— Start —

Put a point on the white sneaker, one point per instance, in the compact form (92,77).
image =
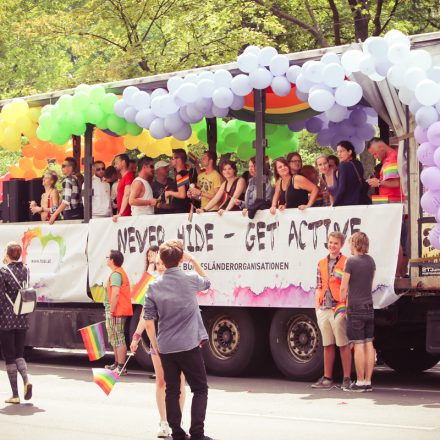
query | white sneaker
(164,430)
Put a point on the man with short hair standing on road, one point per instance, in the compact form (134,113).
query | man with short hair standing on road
(330,312)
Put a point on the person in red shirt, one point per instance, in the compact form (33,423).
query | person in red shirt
(122,162)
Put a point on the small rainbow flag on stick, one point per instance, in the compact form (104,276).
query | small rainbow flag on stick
(140,289)
(105,378)
(93,338)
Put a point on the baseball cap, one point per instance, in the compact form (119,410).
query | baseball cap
(161,164)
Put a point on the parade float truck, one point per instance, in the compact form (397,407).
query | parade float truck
(259,309)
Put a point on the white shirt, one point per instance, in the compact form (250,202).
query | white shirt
(148,194)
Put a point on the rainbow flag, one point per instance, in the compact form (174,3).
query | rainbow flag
(94,342)
(339,308)
(140,289)
(184,180)
(338,273)
(105,378)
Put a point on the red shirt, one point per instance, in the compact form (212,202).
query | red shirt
(127,179)
(389,170)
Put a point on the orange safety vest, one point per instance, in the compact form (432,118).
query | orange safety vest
(334,283)
(124,307)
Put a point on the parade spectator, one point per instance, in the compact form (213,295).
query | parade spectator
(155,266)
(13,327)
(71,205)
(172,298)
(357,286)
(295,163)
(141,195)
(332,324)
(50,199)
(350,189)
(328,179)
(181,201)
(117,304)
(208,181)
(291,191)
(231,190)
(251,204)
(160,184)
(124,185)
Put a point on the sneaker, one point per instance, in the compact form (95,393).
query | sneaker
(164,430)
(345,386)
(27,391)
(323,383)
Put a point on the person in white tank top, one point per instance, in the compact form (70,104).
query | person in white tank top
(141,195)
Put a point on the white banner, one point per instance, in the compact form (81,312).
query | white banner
(269,261)
(56,257)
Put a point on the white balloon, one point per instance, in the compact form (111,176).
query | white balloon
(222,97)
(349,93)
(261,78)
(337,113)
(413,77)
(247,62)
(141,100)
(237,103)
(130,114)
(292,73)
(144,118)
(157,129)
(280,85)
(266,54)
(241,85)
(350,60)
(174,83)
(222,78)
(330,58)
(321,100)
(426,116)
(206,87)
(279,65)
(188,92)
(333,74)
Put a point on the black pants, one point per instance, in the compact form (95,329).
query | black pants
(192,365)
(12,342)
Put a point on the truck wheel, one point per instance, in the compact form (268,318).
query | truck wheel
(141,355)
(409,360)
(231,341)
(295,343)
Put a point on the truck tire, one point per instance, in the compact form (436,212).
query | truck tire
(295,344)
(409,360)
(142,353)
(231,340)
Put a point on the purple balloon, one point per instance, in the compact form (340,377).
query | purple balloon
(420,134)
(430,178)
(425,154)
(433,133)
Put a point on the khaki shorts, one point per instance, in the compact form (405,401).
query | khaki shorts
(333,330)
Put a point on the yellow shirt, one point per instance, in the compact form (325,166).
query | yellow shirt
(209,183)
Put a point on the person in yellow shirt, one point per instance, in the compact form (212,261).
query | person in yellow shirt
(208,181)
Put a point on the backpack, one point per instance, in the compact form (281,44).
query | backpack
(26,299)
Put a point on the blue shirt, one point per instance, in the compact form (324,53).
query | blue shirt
(171,299)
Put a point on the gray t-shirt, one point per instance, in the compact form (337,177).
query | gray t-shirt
(171,299)
(361,269)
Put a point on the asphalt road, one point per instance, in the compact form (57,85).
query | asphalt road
(67,405)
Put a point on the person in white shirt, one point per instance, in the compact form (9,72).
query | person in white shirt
(141,197)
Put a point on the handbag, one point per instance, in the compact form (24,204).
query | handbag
(26,299)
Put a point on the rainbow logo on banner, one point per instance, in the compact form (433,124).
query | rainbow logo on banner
(105,379)
(93,338)
(140,289)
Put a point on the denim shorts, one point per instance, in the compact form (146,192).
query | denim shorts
(360,323)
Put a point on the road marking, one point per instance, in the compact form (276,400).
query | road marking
(320,420)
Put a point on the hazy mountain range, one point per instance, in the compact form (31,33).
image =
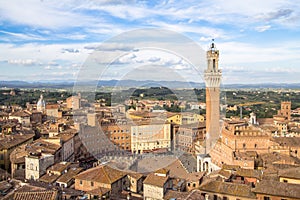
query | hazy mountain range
(134,83)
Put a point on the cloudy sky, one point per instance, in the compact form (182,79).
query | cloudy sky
(54,40)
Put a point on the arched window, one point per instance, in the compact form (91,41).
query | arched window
(214,64)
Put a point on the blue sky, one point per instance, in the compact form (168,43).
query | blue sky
(50,40)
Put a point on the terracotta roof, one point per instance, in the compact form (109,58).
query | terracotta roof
(287,141)
(276,188)
(192,195)
(20,114)
(291,173)
(65,178)
(230,167)
(177,170)
(224,173)
(5,186)
(59,167)
(101,174)
(136,176)
(162,171)
(52,106)
(251,173)
(234,189)
(99,191)
(14,140)
(49,178)
(155,180)
(38,195)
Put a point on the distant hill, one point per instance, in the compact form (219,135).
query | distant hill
(134,83)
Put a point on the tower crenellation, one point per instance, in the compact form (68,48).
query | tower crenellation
(212,76)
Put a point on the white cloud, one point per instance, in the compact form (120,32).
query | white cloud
(262,28)
(23,62)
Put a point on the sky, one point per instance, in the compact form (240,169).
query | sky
(47,40)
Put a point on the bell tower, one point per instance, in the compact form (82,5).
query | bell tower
(212,76)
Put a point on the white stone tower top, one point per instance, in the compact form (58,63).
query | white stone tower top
(212,74)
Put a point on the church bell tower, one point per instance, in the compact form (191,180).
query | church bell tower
(212,76)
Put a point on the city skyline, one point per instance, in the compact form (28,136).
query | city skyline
(43,40)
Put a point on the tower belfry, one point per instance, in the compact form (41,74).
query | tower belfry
(212,76)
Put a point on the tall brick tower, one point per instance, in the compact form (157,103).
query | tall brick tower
(286,109)
(212,76)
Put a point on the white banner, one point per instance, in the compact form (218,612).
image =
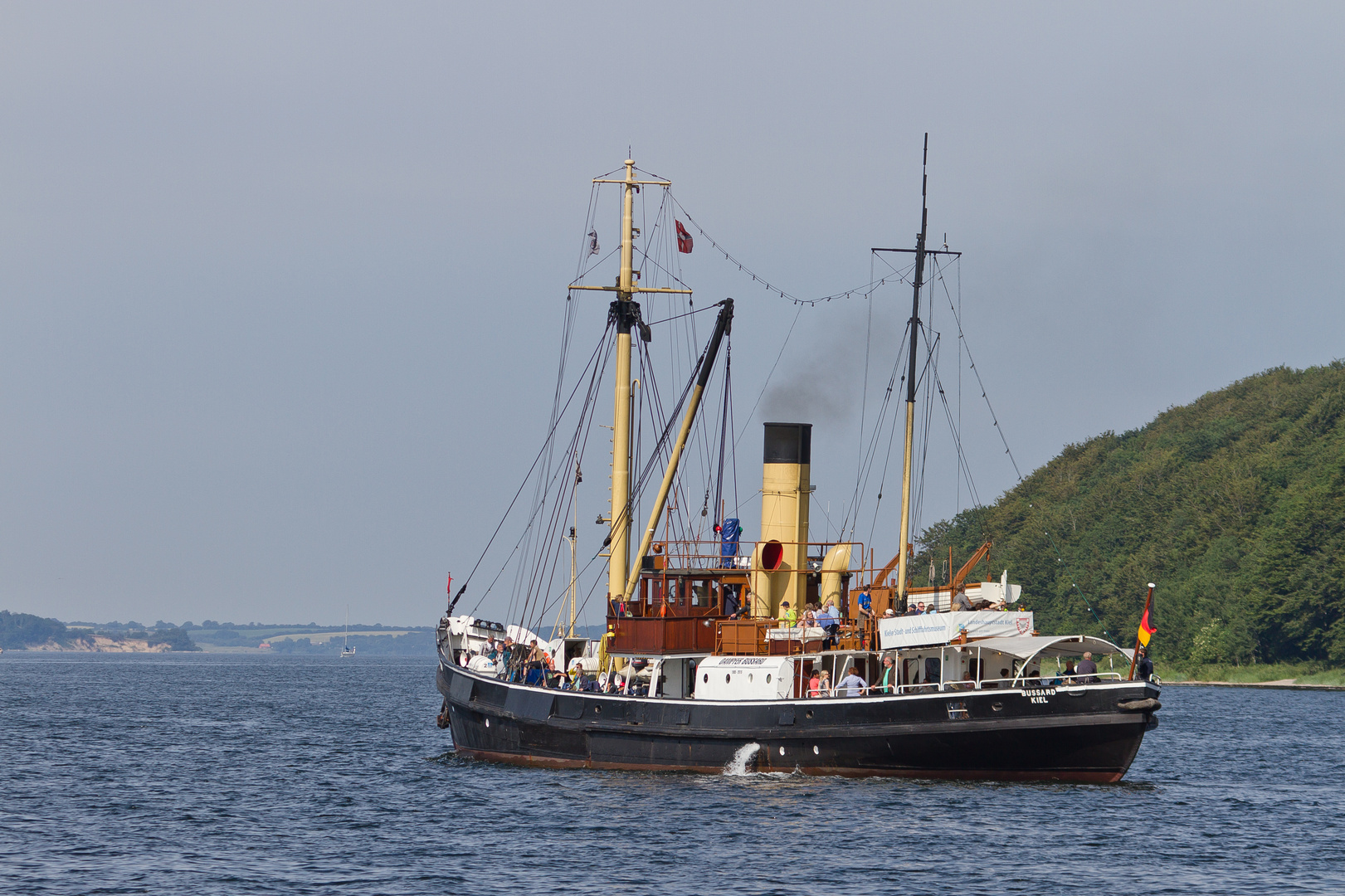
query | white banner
(940,629)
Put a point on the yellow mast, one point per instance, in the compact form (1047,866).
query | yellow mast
(922,252)
(626,314)
(721,326)
(621,408)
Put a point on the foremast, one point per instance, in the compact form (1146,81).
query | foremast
(626,315)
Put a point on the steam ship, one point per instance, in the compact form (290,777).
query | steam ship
(697,670)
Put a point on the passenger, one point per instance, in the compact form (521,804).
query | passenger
(887,686)
(865,604)
(1143,666)
(853,685)
(1089,669)
(731,603)
(830,622)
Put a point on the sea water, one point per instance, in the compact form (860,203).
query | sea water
(214,774)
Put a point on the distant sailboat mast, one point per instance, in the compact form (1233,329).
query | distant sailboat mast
(346,649)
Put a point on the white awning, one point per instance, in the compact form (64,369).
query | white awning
(1028,646)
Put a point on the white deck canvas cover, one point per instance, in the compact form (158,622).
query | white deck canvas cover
(940,629)
(1029,646)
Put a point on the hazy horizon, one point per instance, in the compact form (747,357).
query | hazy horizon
(281,285)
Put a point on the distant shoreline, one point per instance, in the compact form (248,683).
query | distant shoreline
(1273,685)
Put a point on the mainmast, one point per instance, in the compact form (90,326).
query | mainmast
(920,252)
(626,314)
(911,380)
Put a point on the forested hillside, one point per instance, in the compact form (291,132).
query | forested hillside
(1234,504)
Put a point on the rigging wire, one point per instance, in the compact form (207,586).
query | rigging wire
(972,363)
(768,376)
(529,475)
(756,277)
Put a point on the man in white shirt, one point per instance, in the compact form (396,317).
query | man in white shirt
(851,684)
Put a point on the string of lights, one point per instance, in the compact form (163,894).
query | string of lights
(846,294)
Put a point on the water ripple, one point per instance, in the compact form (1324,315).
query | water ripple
(225,775)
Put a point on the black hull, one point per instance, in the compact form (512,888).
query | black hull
(1078,735)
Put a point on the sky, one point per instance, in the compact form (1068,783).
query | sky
(281,285)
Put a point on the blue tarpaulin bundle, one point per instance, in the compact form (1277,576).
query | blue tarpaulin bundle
(729,532)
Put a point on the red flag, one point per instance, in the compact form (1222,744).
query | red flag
(1145,629)
(684,238)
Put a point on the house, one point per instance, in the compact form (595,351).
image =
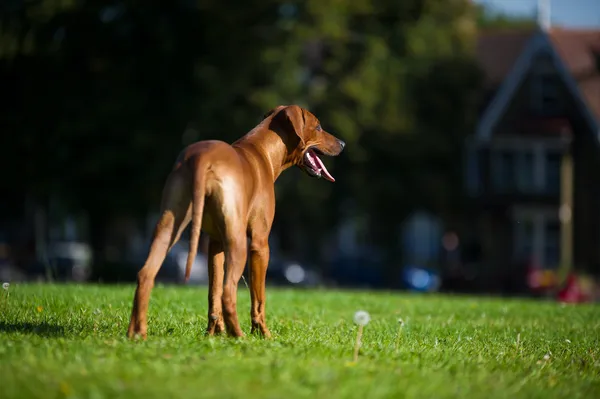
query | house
(533,163)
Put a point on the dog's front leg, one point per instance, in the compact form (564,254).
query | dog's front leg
(259,261)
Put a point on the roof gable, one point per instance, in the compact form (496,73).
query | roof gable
(506,56)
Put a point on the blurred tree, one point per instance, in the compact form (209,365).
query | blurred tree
(101,96)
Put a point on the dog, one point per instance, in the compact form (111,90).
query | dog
(227,191)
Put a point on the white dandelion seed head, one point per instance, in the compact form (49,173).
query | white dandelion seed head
(362,318)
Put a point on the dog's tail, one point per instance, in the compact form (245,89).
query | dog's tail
(198,193)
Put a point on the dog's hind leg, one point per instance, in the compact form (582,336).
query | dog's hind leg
(175,216)
(236,254)
(216,261)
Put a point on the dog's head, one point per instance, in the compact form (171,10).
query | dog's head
(304,138)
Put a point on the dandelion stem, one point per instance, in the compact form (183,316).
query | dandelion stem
(357,344)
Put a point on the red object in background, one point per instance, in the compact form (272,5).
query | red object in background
(572,292)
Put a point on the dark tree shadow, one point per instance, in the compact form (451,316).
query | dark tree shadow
(42,329)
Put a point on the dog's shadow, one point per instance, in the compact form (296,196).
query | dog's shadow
(42,329)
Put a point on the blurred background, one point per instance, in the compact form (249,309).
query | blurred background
(472,131)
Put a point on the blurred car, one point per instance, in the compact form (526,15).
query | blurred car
(288,272)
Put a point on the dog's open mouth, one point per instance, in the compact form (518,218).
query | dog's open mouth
(314,166)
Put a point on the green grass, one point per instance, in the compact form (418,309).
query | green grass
(68,341)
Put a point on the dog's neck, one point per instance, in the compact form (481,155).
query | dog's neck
(269,146)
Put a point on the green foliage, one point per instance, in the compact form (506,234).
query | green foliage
(105,96)
(69,341)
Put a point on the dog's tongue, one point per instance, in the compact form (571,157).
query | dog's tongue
(324,172)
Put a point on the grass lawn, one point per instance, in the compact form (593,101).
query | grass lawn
(69,341)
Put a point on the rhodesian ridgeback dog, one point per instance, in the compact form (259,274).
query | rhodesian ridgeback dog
(228,192)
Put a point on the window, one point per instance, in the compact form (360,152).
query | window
(525,174)
(552,162)
(472,175)
(537,236)
(524,239)
(504,171)
(551,244)
(545,98)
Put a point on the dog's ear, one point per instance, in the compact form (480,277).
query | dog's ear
(272,111)
(291,119)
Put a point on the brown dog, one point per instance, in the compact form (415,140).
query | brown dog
(228,192)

— End —

THE EXERCISE: Locate the line that contains "Put a point on the dog's tongue, one". Repeat it and every line after it, up to and including the final line, exactly.

CORRECT RESULT:
Put a point on the dog's tongue, one point per instance, in the compact form (571,157).
query | dog's tongue
(324,172)
Put a point on the grass lawn, one point per instance, in the compact form (593,101).
query | grass lawn
(69,341)
Put a point on the rhodesian ridgeback dog, one point per instance, in the compact form (259,274).
query | rhodesian ridgeback dog
(228,192)
Put a point on the window, one point per instance, in the compact form (360,152).
query | window
(525,174)
(552,162)
(472,175)
(537,236)
(524,239)
(504,171)
(551,244)
(545,98)
Put a point on the dog's ear, one point per instance, in the compact form (480,277).
query | dog's ear
(272,111)
(291,119)
Put a point on the brown dog, one point per instance, in the compact form (415,140).
query | brown dog
(228,192)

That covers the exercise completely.